**BRANO SCELTO**
********

Chiesa "nel" mondo o chiesa "e" mondo? di Piero Stefani

Qualche mese fa al termine di una conferenza fu chiesto a Massimo Faggioli - uno dei più attenti studiosi attuali del Vaticano II - quale fosse stato il motivo principale che ha rallentato in modo tanto vistoso lo slancio conciliare partito gagliardo a metà degli anni Sessanta. La sua risposta è stata di indicare una serie di critiche mosse alla Gaudium et spes (una delle quattro costituzioni del Vaticano II) avanzate anche da teologici di primaria grandezza e non certo appartenenti al novero degli anticonciliatoristi. Non si può negare l’effettiva esistenza di critiche pensose, ma si può dubitare che esse abbiano svolto un ruolo rilevante nella scelta compiuta, in alto loco, di spingere il pedale del freno.
Una valutazione complessiva della costituzione conciliare esigerebbe lunghi discorsi. Nonostante il fatto che sia un procedere riduttivo, qualcosa del suo spirito lo si può, però, ricavare già dal coraggioso titolo del documento: «Gaudium et spes sulla Chiesa nel mondo contemporaneo». L’aver introdotto un «nel» al posto di un possibile «e» indica un aspetto irrinunciabile: la Chiesa è più piccola del mondo e ciò la obbliga, se vuole essere strumento di salvezza, ad assumere la logica del chicco di senape.

********

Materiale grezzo

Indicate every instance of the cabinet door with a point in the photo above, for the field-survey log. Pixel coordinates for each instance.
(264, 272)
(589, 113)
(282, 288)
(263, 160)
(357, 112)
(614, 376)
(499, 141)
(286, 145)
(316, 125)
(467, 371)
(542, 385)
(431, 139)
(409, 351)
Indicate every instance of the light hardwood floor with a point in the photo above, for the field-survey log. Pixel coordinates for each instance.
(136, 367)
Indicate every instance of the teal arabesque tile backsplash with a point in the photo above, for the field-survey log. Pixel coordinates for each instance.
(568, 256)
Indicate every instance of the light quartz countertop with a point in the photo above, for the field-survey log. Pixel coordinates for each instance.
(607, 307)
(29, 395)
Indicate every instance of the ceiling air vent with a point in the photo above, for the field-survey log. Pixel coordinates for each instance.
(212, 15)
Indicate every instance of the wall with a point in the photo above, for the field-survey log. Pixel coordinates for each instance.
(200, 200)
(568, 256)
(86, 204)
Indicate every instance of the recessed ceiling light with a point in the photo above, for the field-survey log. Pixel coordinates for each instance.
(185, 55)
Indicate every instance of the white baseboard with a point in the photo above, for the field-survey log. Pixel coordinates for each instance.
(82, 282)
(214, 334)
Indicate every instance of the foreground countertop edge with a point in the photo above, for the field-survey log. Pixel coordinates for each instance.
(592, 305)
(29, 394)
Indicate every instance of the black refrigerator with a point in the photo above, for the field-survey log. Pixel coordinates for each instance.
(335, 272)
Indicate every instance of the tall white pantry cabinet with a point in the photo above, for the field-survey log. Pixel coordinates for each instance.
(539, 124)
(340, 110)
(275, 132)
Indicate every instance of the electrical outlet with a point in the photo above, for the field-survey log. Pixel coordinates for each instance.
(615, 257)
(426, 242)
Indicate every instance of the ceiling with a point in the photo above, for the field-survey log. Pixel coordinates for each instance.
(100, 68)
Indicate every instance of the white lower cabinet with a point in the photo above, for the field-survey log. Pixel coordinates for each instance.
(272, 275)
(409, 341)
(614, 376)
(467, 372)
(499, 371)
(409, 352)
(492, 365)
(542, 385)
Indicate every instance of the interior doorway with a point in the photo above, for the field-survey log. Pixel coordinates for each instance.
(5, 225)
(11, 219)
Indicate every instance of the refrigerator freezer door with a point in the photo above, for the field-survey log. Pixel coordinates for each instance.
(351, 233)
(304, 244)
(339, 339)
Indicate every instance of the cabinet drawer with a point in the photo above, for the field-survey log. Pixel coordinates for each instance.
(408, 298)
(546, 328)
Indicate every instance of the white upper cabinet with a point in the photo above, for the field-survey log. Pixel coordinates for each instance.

********

**ESERCIZI DA RISOLVERE**
(1) Per ciascuna affermazione indica se concorda con il brano scelto, rispondendo sì o no e citando alla lettera le parole del brano che lo stabiliscono. (a) Faggioli ha indicato come motivo principale una serie di critiche alla Gaudium et spes. (b) Le critiche alla Gaudium et spes venivano solo da anticonciliaristi. (c) La Chiesa è più grande del mondo.
(2) Riscrivi in forma più breve il paragrafo del brano scelto che comincia con "Una valutazione complessiva", mantenendone i fatti principali.
(3) Restituisci esattamente la parte del brano scelto dalle parole "Una valutazione complessiva" fino alle parole "chicco di senape.", queste comprese.
Il materiale non ha alcun ruolo in questo lavoro.

**RISPOSTE IN ORDINE**
(1)
(a) Sì: «La sua risposta è stata di indicare una serie di critiche mosse alla Gaudium et spes».
(b) No: «non certo appartenenti al novero degli anticonciliatoristi».
(c) No: «la Chiesa è più piccola del mondo».

(2) Giudicare nell'insieme la costituzione conciliare richiederebbe lunghi discorsi. Pur in modo riduttivo, il suo spirito si coglie già dal coraggioso titolo, «Gaudium et spes sulla Chiesa nel mondo contemporaneo». La scelta di «nel» al posto di «e» mostra che la Chiesa è più piccola del mondo. Per questo, se vuole essere strumento di salvezza, deve adottare la logica del chicco di senape.

(3)
Una valutazione complessiva della costituzione conciliare esigerebbe lunghi discorsi. Nonostante il fatto che sia un procedere riduttivo, qualcosa del suo spirito lo si può, però, ricavare già dal coraggioso titolo del documento: «Gaudium et spes sulla Chiesa nel mondo contemporaneo». L’aver introdotto un «nel» al posto di un possibile «e» indica un aspetto irrinunciabile: la Chiesa è più piccola del mondo e ciò la obbliga, se vuole essere strumento di salvezza, ad assumere la logica del chicco di senape.